Convert the listing below into a two-column CSV with the headers request and points, one row per request. Put each request's text and its answer in their own quoted fields, replacing line breaks with spaces.

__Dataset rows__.
===============
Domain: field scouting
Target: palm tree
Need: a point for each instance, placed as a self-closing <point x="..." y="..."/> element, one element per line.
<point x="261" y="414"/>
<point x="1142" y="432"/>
===============
__Solution for this exercise__.
request,points
"Domain: field scouting Target: palm tree Need: a point for each instance, placed as a self-closing <point x=""..."" y=""...""/> element, one element per line.","<point x=""261"" y=""414""/> <point x=""1142"" y=""432""/>"